- [ARTICLE]
- - - - - - -

Since campaigning for the presidency, Obama has felt a political need to demonstrate that his professed opposition to the war in Iraq did not mean that he was an "isolationist" or was afraid of using American military power in the world. To illustrate that position he has consistently supported an intensified war in Afghanistan.

Stephen G. Rademaker writes in the Washington Post:

As a candidate for president, Barack Obama correctly sensed that to win the Democratic nomination he needed to portray himself as more opposed to the Iraq war than any of his opponents, but that to win the general election he needed to be able to reassure the American people of his determination to defeat terrorism.

Afghanistan offered a convenient solution: Obama held it up as the "good" war that he was determined to win, unlike the "bad" war in Iraq that he would end. He promised a military surge in Afghanistan, and he dared John McCain and the outgoing administration to get to his right on the issue.

On a political level this strategy worked brilliantly, enabling Obama to deflect any suspicion that he was a McGovernite ready to surrender to Islamic extremism. But now that he is president, events are testing his professed commitment to victory in Afghanistan. ("Barack Obama As Charlie Wilson?," September 5, 2009)

Other factors also shape Obama's Afghanistan policy. The security situation has deteriorated, and the U.S. military does not want to lose a war. General Stanley McChrystal, commander of U.S. forces in Afghanistan, is preparing to tell Obama that thousands of more troops are needed to defeat the insurgents. Oil interests and some American geostrategists have been interested in Afghanistan (see my book, The Transparent Cabal, pp. 130-36, 148-50), but it appears that at the present time the traditional foreign-policy establishment is wary of a major increase in American troops and an escalation of the war.

For example, Zbigniew Brzezinski (author of The Grand Chessboard [1997] which asserts a critical need for American power in Eurasia) has opposed an American escalation of the war in Afghanistan for some time, though he does not support a significant troop withdrawal. (See "Brzezinski: Surge in Afghanistan Risky, Some McCain Backers Want World War IV," no byline, Huffington Post, August 2, 2008; and "Brzezinski: West Must Avoid Russia's Mistakes in Afghanistan," interview, Deutsche Welle, October 16, 2008.)

- - - - - - -

- [GIVEN DATA]

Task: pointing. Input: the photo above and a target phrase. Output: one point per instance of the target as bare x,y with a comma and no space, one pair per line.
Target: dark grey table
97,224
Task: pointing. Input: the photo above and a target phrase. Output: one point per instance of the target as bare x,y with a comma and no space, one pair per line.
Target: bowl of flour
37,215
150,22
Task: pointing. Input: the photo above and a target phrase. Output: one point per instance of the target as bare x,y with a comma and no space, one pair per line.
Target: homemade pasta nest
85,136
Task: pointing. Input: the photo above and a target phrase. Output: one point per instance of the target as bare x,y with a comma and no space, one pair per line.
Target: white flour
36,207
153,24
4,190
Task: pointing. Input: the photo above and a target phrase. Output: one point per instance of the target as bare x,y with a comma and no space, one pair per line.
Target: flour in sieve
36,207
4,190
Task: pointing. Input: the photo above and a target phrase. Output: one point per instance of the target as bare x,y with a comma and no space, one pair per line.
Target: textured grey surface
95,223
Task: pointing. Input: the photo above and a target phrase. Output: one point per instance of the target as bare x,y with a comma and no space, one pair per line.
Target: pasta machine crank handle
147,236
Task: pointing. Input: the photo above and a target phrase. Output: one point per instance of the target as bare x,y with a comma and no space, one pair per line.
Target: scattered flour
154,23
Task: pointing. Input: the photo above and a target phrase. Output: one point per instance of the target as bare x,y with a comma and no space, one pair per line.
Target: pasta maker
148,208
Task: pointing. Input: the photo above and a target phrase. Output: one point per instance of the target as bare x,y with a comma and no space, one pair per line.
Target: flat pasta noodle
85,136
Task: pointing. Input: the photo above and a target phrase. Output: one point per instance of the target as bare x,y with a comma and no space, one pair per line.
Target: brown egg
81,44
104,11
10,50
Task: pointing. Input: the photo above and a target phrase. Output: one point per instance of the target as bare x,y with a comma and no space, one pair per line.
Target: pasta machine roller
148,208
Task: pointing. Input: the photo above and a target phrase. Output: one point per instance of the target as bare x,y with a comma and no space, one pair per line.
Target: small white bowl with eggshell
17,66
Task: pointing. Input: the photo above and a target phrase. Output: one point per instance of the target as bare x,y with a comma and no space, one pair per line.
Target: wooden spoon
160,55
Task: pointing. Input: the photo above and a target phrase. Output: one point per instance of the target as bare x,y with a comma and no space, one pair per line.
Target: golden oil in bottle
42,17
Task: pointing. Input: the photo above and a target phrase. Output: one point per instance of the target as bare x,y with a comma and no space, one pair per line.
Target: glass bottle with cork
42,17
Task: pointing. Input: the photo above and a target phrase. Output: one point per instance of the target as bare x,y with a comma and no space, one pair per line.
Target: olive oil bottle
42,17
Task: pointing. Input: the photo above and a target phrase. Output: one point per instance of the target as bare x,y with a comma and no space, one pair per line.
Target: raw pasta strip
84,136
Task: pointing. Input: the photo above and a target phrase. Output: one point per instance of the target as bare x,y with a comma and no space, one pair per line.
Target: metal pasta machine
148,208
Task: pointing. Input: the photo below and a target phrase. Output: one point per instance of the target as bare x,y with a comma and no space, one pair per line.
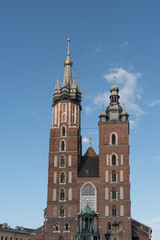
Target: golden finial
90,144
114,79
58,76
68,61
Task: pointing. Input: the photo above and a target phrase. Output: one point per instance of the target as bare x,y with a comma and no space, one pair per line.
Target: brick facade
102,180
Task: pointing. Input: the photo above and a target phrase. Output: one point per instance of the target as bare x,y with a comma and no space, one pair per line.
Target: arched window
121,176
109,227
106,176
64,108
113,139
69,161
63,145
61,211
70,194
69,211
121,193
64,112
121,210
106,193
114,211
62,194
66,227
62,161
114,177
107,160
88,191
120,227
74,114
54,211
113,160
70,177
56,228
107,211
62,177
54,194
55,161
113,193
63,131
55,177
55,115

- - - - - - -

- [DIRECTIVES]
**A.** According to the commentary on Obama's Afghanistan policy, why has Obama consistently supported an intensified war in Afghanistan? Answer in one to three sentences.
**B.** Answer these questions using the commentary on Obama's Afghanistan policy.
(i) In which newspaper did Stephen G. Rademaker write?
(ii) Who is named as commander of U.S. forces in Afghanistan?
(iii) What book by Zbigniew Brzezinski is mentioned, and in what year did it appear?

- [RESPONSES BY TASK]
**A.** Obama has felt a political need to show that his opposition to the Iraq war did not make him an "isolationist" or afraid to use American military power. Supporting a stronger war in Afghanistan demonstrated that position. It also let him reassure voters of his determination to defeat terrorism while still appearing more opposed to the Iraq war than his rivals.

**B.**
(i) The Washington Post
(ii) General Stanley McChrystal
(iii) The Grand Chessboard, 1997